----- Source data -----

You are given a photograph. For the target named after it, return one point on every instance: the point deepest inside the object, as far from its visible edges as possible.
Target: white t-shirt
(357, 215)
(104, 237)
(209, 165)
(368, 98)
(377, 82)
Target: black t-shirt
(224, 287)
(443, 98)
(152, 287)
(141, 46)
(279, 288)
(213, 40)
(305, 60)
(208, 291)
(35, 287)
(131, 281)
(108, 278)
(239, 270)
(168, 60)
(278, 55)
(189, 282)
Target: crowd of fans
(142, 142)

-----
----- Source data -----

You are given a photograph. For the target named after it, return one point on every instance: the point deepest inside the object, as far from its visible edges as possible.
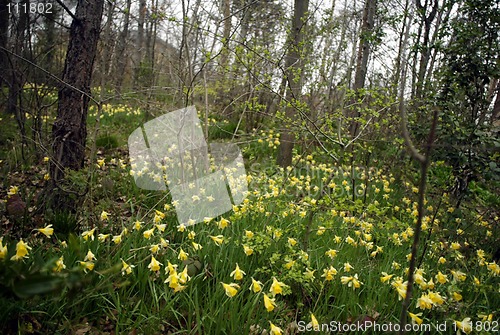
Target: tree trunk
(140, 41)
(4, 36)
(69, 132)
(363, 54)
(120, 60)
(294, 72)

-----

Count the lines in the two blocks above that contain the string "shirt", and reply with the number only.

Written reply » 2